### WHAT THE TASK REQUIRES:
Repeat exactly the lines that run from the one containing "For each instance of the helmet" to the end of the data, and leave out all others.

::: MATERIALS PROVIDED :::

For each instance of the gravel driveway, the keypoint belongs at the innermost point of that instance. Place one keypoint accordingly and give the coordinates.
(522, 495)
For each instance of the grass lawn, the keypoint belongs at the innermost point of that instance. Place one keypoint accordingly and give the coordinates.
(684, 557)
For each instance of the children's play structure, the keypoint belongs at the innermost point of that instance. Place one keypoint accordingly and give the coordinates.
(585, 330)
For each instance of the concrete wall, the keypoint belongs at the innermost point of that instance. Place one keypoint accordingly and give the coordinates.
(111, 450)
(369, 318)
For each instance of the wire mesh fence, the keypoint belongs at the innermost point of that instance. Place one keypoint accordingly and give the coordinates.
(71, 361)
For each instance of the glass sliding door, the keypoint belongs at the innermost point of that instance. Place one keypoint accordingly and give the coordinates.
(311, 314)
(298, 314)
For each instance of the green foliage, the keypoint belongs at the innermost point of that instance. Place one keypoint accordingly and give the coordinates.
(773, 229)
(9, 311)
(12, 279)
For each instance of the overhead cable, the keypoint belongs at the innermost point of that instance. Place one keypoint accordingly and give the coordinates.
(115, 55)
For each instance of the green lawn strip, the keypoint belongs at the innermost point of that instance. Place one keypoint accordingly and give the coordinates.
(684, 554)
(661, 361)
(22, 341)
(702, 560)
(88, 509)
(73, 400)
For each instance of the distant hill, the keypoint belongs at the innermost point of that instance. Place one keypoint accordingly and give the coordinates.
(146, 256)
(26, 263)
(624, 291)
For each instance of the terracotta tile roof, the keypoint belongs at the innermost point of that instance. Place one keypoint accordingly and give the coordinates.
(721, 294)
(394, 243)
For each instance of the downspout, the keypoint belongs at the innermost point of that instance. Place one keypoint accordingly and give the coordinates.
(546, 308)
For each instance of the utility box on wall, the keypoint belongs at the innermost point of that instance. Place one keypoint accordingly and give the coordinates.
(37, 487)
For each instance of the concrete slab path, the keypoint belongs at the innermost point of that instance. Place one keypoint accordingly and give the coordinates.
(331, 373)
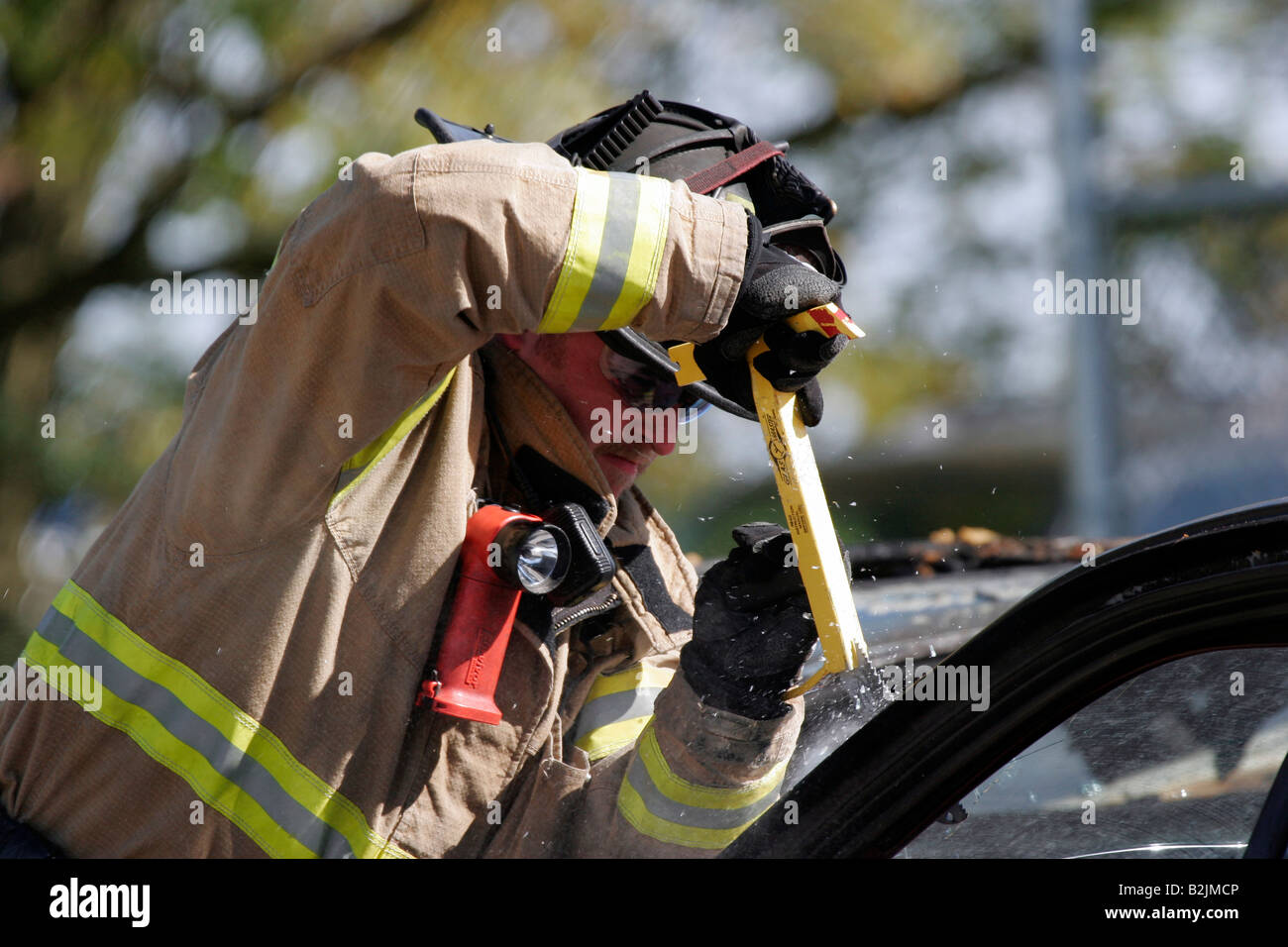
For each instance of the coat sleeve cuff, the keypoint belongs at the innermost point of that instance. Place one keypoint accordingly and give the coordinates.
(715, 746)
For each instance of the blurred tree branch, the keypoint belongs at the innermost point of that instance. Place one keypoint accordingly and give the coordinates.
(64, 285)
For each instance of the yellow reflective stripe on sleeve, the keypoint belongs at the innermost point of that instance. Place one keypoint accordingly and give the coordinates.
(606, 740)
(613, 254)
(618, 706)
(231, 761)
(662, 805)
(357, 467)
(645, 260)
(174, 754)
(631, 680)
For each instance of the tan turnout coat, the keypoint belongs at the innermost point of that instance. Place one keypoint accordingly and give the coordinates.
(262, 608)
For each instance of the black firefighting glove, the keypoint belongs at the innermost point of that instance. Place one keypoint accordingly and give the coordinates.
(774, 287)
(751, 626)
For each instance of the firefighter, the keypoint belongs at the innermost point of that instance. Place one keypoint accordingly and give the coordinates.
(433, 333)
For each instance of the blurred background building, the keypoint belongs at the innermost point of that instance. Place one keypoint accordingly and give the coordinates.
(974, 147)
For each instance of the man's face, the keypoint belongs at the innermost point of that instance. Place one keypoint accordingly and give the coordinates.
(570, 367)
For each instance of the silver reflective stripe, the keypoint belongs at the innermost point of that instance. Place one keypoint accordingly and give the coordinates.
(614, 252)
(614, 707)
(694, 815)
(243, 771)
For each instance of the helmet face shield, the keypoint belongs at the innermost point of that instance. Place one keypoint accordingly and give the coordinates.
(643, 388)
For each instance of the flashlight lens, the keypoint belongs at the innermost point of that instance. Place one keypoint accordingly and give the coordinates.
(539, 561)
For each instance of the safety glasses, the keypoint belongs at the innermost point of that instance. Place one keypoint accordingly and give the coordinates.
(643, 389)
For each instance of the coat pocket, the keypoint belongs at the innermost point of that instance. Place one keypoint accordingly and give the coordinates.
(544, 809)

:::

### SOLUTION FOR THIS EXERCISE:
For each instance of the helmet face shield, the keypoint belongs at the innermost point of that instance. Place one keypoint accordingly and give the coordinates.
(643, 388)
For each instance of the flashlight lens, the keypoint belongs at the innermost point of that instance. Place one keypoint accordingly and give the coordinates.
(539, 561)
For each instance of the safety glasses, the keypoint belongs at the innermost point of that instance. Place one keypoint accordingly and give the coordinates.
(643, 389)
For each instance of the coat pocket, the keypoint belongs at the innermost point of that instance. Place one keypoint accordingly and give the coordinates.
(544, 809)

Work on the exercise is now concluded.